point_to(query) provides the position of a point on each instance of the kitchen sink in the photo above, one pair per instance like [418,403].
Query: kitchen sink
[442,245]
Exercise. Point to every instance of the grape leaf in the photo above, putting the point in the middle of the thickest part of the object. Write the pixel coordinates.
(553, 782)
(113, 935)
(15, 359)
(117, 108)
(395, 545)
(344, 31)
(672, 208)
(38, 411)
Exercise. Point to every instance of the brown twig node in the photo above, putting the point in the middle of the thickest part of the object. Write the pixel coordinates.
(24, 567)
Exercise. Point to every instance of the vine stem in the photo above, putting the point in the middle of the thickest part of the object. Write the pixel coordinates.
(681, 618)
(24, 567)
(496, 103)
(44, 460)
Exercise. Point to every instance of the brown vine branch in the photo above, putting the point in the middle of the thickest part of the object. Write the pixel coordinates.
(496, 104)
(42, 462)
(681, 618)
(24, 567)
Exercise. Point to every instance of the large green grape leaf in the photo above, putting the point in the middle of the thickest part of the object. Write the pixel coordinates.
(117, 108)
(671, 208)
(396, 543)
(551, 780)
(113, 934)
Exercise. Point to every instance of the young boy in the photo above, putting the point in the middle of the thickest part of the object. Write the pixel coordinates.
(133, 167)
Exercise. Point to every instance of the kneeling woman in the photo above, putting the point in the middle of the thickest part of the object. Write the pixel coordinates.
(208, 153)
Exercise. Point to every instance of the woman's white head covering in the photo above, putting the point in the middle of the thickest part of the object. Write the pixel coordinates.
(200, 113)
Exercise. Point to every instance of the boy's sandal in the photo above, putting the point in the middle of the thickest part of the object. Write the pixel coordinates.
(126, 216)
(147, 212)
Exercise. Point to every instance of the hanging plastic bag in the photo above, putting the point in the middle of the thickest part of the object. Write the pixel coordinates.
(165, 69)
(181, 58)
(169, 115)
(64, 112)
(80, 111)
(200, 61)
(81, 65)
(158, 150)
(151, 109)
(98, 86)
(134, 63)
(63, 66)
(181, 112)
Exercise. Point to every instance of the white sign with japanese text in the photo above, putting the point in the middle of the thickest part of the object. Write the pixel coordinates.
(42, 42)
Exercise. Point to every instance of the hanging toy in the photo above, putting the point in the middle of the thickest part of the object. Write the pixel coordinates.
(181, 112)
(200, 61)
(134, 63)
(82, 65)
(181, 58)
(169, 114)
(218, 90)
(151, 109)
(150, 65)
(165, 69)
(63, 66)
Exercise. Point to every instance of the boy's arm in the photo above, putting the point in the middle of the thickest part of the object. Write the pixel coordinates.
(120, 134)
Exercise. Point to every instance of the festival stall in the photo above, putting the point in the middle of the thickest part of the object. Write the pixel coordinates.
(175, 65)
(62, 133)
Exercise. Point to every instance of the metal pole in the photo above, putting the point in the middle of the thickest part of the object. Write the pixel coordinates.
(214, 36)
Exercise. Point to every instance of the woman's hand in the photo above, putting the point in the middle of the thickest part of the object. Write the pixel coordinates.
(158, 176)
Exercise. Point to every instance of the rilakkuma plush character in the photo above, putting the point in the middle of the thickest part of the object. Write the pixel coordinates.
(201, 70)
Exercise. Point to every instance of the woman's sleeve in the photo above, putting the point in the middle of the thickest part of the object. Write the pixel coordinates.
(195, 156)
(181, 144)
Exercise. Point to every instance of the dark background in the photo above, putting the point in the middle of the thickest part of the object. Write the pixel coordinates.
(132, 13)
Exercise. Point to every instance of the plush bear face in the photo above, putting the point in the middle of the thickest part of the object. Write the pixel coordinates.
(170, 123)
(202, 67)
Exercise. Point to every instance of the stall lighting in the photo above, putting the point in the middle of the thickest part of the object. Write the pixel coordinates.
▬▬▬
> **Work required**:
Repeat every entry exactly, please.

> **Solution for this task**:
point_to(query) provides the position of a point on each instance of the kitchen sink in the photo above, one pair per instance like [418,403].
Query: kitchen sink
[442,245]
Exercise. Point to every instance of the grape leaf in the photo above, putting the point in the middle of the thickest part of the object. Write the pixel coordinates.
(553, 782)
(113, 935)
(15, 359)
(117, 108)
(395, 545)
(344, 31)
(672, 208)
(38, 411)
Exercise. Point to every instance of the brown twig node in the photo above, putting the point in the middle of the thickest part of the object. Write the pixel coordinates.
(24, 567)
Exercise. Point to every instance of the vine stem in the photo above, putting the point in the middle of the thickest part of the object. Write the pixel coordinates.
(681, 618)
(24, 567)
(496, 103)
(44, 460)
Exercise. Point to every instance of the brown vine branch in the photo above, putting the point in the middle of the thickest part of the object. Write the pixel coordinates.
(496, 104)
(42, 462)
(681, 618)
(24, 567)
Exercise. Point to every instance of the large green grape leaf in the photo above, putting the point in the middle of the thickest part of the object. Write the pixel coordinates.
(117, 108)
(671, 208)
(396, 543)
(551, 780)
(113, 934)
Exercise. Point to every instance of the young boy in the photo above, putting the point in the middle of the thickest part of the object. Write the pixel coordinates.
(133, 167)
Exercise. Point to every instance of the kneeling woman in the photo above, putting the point in the middle of the thickest part of the object. Write the pixel coordinates.
(208, 153)
Exercise. Point to every instance of the woman's white head covering in the photo above, putting the point in the middle of the thickest part of the object. Write the pixel coordinates.
(200, 113)
Exercise. Point to every instance of the boy's sandal in the photo above, putting the point in the middle of the thickest part of the object. Write the pixel coordinates.
(126, 216)
(147, 212)
Exercise. Point to every instance of the hanging plastic bag in the photo above, putting the point in the middle of the thickest part of the object. Write the pixel coordinates.
(165, 69)
(181, 58)
(169, 115)
(64, 112)
(80, 111)
(200, 61)
(81, 65)
(158, 150)
(151, 109)
(98, 86)
(134, 63)
(63, 66)
(181, 112)
Exercise. Point to every instance of the white sign with japanese text in the photo above, putting the point in the middle of the thickest part of the object. Write the pixel coordinates.
(42, 42)
Exercise. Point to every instance of the hanging toy in the photo above, putting the point in the middle of the thickest part of the object. Write the pixel coordinates.
(181, 112)
(200, 61)
(134, 63)
(82, 65)
(181, 58)
(169, 114)
(218, 90)
(151, 109)
(150, 65)
(165, 69)
(63, 66)
Exercise. Point to every instance of the boy's arm in the photo above, putting the point in the middle of the thickest part of the object. Write the pixel coordinates.
(120, 134)
Exercise. Point to every instance of the festival stall in the photo above, putting the point in the middle of the thickest part of the object. Write the pixel coordinates.
(175, 65)
(62, 133)
Exercise. Point to every instance of the metal pole in the photo above, putting the point in the middle of the thickest part of the object. Write the pixel coordinates.
(214, 36)
Exercise. Point to every instance of the woman's hand in the photo above, putting the point in the middle of the thickest part of the object. Write the pixel coordinates.
(158, 176)
Exercise. Point to every instance of the rilakkuma plush character in the photo above, putting the point in the middle of the thickest part of the object. Write the pixel coordinates.
(201, 70)
Exercise. Point to every instance of the woman's sleeve in the photo above, putting the point in the middle of the thickest part of the object. Write the pixel coordinates.
(195, 156)
(181, 144)
Exercise. Point to every instance of the dark background in the photo above, putting the point in the middle of the thickest part of the object. Write the pixel coordinates.
(132, 13)
Exercise. Point to every instance of the plush bear face in the photo above, putting the point in the middle of the thickest part of the object. Write the pixel coordinates.
(170, 123)
(202, 67)
Exercise. Point to every instance of the stall lighting in the photo above, putting the point in the middle of the thickest part of the object. Write the pixel coordinates.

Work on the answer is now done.